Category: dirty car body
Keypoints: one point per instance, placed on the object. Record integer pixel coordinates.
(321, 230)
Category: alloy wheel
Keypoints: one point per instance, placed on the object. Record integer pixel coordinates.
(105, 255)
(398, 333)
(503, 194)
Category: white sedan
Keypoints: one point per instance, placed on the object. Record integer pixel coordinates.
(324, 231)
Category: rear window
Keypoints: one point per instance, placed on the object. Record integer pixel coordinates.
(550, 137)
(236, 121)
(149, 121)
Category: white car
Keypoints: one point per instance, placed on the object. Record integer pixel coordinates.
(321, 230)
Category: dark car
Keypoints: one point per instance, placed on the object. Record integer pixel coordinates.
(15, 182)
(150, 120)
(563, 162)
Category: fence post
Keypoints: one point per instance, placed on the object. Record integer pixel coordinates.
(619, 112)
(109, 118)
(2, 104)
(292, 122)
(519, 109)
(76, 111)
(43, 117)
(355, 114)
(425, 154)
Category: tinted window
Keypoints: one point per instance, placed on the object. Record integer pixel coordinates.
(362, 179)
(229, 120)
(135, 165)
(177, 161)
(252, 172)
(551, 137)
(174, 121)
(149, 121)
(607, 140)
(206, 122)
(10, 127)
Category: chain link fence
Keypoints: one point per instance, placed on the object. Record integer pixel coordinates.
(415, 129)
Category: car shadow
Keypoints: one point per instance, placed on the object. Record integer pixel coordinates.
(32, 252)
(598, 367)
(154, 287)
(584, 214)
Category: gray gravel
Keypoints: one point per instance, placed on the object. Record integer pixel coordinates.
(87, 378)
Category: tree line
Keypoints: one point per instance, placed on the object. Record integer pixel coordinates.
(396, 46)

*****

Work item: Reproduce, with no other lines, the one containing "Category: tinted window" and all lines after it through the end of the data above.

Response box:
Category: tinted window
Keypoints: one point per instance, placed on the object. Record integer pixel coordinates.
(362, 179)
(229, 120)
(135, 165)
(177, 161)
(252, 172)
(551, 137)
(174, 121)
(149, 121)
(607, 140)
(206, 122)
(10, 127)
Category: chain link fence
Keypoints: one point per instance, placed on the object. Record integer pixel coordinates.
(415, 129)
Category: car shadow
Keypoints: one point per instance, placed on the object. Record integer pixel coordinates.
(32, 252)
(598, 367)
(154, 287)
(584, 214)
Category: gray gravel
Keypoints: one point per instance, placed on the object. Record integer pixel coordinates.
(87, 378)
Category: tree line
Keypoints: one point per instance, placed on the object. Record integer pixel coordinates.
(396, 46)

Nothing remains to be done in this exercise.